PROBLEM DESCRIPTION
Rewrite the data below, swapping every occurrence of "one per instance" for "one for each instance" and leaving everything else unchanged.

** begin PROVIDED INFORMATION **

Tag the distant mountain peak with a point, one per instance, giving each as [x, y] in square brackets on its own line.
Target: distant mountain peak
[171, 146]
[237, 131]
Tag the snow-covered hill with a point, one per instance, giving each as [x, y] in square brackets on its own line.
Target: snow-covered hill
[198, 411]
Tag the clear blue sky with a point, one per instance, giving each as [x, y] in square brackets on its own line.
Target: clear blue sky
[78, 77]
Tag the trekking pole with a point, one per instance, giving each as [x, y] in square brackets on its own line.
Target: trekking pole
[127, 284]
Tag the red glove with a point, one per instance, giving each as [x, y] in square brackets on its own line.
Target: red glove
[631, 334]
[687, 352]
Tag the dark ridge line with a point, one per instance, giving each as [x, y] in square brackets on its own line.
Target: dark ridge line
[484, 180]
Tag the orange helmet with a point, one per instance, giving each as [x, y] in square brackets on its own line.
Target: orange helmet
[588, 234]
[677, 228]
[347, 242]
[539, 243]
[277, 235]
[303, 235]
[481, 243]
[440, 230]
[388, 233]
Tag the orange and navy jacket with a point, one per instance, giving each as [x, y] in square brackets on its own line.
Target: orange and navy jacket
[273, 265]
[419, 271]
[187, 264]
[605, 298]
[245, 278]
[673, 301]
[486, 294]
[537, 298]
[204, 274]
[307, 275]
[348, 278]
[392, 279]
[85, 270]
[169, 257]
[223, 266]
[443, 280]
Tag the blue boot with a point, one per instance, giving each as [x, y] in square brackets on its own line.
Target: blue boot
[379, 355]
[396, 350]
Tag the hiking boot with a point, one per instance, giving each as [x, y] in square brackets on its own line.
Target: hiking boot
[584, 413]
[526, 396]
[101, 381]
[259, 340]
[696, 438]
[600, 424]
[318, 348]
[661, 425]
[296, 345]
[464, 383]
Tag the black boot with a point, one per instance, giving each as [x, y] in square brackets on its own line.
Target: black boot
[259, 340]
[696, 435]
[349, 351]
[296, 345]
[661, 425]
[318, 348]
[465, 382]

** end PROVIDED INFORMATION **

ANSWER IN FULL
Tag the distant mountain peak with a point, one for each instance, giving each as [x, y] in square brackets on its own line.
Target: distant mountain peak
[171, 146]
[237, 131]
Tag the snow-covered hill with a point, one for each instance, giving each as [x, y] in square brackets on its own line.
Target: snow-covered hill
[198, 411]
Tag the clear blue sky with a point, one for each instance, giving each as [x, y] in square brackets on its own line.
Target: clear blue sky
[78, 77]
Tag the trekking pole with a point, one for each instance, giving each as [x, y] in square brackets on its own line.
Target: trekking pole
[127, 284]
Tag the red glove with a point, one for each instance, giving each as [x, y] in square brackets on its own line.
Target: red glove
[631, 334]
[687, 352]
Tag the dark ridge line with a point, one for each instance, giving each as [x, y] in square brackets on its own line.
Target: dark ridge line
[484, 180]
Tag the orange helmet with a point, one for each instance, giving each as [x, y] in square brackets on its own line.
Target: orange helmet
[588, 234]
[677, 228]
[347, 242]
[539, 243]
[277, 235]
[303, 235]
[481, 243]
[440, 230]
[388, 233]
Tag the orange and navy jacket with a point, one for each instance, giving each as [x, y] in square brackets on its own line.
Target: orange and navy jacket
[273, 265]
[419, 271]
[187, 264]
[605, 298]
[245, 278]
[673, 301]
[486, 294]
[537, 298]
[204, 274]
[307, 275]
[348, 278]
[392, 279]
[85, 270]
[169, 257]
[223, 266]
[443, 280]
Tag the blue boot with a point, one for each instance, giving each as [x, y] in square brackets on its own line.
Target: blue boot
[379, 355]
[396, 350]
Tag the hiking boot with a point, one for each instance, giving each as [x, y] in square brackets on its own line.
Target: hiking boot
[584, 413]
[526, 396]
[101, 381]
[259, 340]
[696, 438]
[600, 424]
[318, 348]
[661, 425]
[296, 345]
[464, 383]
Tag the black boot with a point, one for each instance, giving each as [x, y] in square brackets on its own line.
Target: black boot
[259, 340]
[696, 435]
[349, 351]
[296, 345]
[661, 425]
[318, 348]
[465, 382]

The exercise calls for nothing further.